- [EXCERPT TO READ]:
◇ ◇ ◇

To be unambiguously clear, not even the Supreme Court can credibly rule that the Constitution is in opposition to that which its text explicitly permits, nor can it rule that the Constitution is in support of that which its text explicitly forbids — unless language is no longer tethered to the meanings of the words that comprise it. (RELATED: John Roberts Is Responsible for the High Court’s Self-Delegitimization)

“What about the appellate process,” many would say. Yes, use it. But the executive checking the judiciary in real-time remains a documented failsafe.

This process has always been an option, and it has been a guiding factor in one manner or another for a number of presidents. Thomas Jefferson knew this with the Louisiana Purchase; Andrew Jackson triggered the “Trail of Tears” when he defied Worcester v. Georgia 1832; Abraham Lincoln declared war without congressional approval while also suspending habeas corpus; and (most convolutedly), Joe Biden continuously pushed student loan forgiveness maneuvers while bragging that the Supreme Court “didn’t stop me.” (Biden just used progressively weaker statutes as faux replacement grounds to circumvent said rulings until his term ran out.)

Most applaud Jefferson’s and Lincoln’s flouting of the judiciary while bemoaning Jackson’s and Biden’s.

Now let us turn our attention to “those trees.”

U.S. District Judge James Boasberg ruled that Trump could not deport hundreds of illegal immigrant gang members comprising a recently declared terrorist organization until a court hearing was held.

He then ordered the return of the plane carrying them to El Salvadore, but the illegals still wound up being delivered. Since Judge Boasberg had never included said turnaround order in written form, Trump’s Department of Justice claims he was technically not disobeyed. Plenty of attorneys disagree. (RELATED: Dictatorship of Obama Judges)

Addressing this calamity, White House Press Secretary Karoline Leavitt said:

As the Supreme Court has repeatedly made clear — federal courts generally have no jurisdiction over the president’s conduct of foreign affairs, or his authorities under the Alien Enemies Act, and his core Article II powers to remove foreign alien terrorists from U.S. soil and repel a declared invasion.

She further stated that “a single judge in a single city cannot direct the movements of an aircraft carrier full of foreign alien terrorists who were physically expelled from U.S. soil.”

Senior CNN Legal Analyst Elie Honig argued a different view in one of his articles:

It’s a lose-lose situation for the nation. In one scenario, we have open, intentional defiance by the executive branch of a court order. I’m typically among the last to claim some situation or other is a “Constitutional crisis.” Too often, that phrase is deployed as a jacked-up substitute for “Something is happening that I don’t like.”

In my view, we reach a Constitutional crisis only when we don’t know what to do next. And if the President is blowing off the courts, then our only options are pale ones indeed. A judge can make contempt findings, but why would an administration that already defies court orders care about that? If you could ask the Founders what happens to a president who defied the courts, I suspect they’d point to impeachment as the proper Constitutional remedy. But we live in modern reality, and that’s not happening.

◇ ◇ ◇

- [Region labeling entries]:
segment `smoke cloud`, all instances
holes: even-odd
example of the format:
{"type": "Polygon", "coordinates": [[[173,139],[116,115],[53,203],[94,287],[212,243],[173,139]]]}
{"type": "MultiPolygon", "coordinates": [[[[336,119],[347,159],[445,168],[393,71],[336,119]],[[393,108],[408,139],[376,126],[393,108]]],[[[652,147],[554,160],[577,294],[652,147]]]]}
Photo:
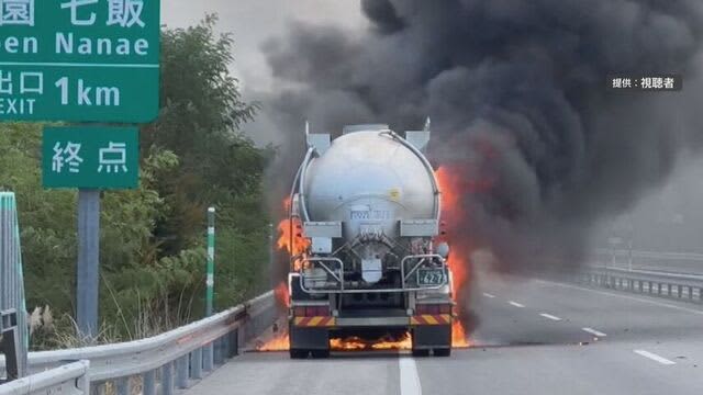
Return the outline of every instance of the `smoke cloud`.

◇ ◇ ◇

- [EXERCISE 1]:
Repeat the stretch of the commentary on presidents and the courts from "To be unambiguously" through "a documented failsafe.".
- [EXERCISE 2]:
According to the commentary on presidents and the courts, what had Judge Boasberg never put in written form?
- [EXERCISE 3]:
Decide whether each statement agrees with the commentary on presidents and the courts, and support each answer with the deciding words from it: (a) Abraham Lincoln suspended habeas corpus. (b) Most people applaud Andrew Jackson's flouting of the judiciary. (c) Elie Honig expects impeachment to be used against a president who defies the courts.

- [FULL RESPONSE 1]:
To be unambiguously clear, not even the Supreme Court can credibly rule that the Constitution is in opposition to that which its text explicitly permits, nor can it rule that the Constitution is in support of that which its text explicitly forbids — unless language is no longer tethered to the meanings of the words that comprise it. (RELATED: John Roberts Is Responsible for the High Court’s Self-Delegitimization)

“What about the appellate process,” many would say. Yes, use it. But the executive checking the judiciary in real-time remains a documented failsafe.

- [FULL RESPONSE 2]:
His order to turn around the plane carrying the deportees to El Salvador.

- [FULL RESPONSE 3]:
(a) Yes: "Abraham Lincoln declared war without congressional approval while also suspending habeas corpus"
(b) No: "Most applaud Jefferson’s and Lincoln’s flouting of the judiciary while bemoaning Jackson’s and Biden’s."
(c) No: "But we live in modern reality, and that’s not happening."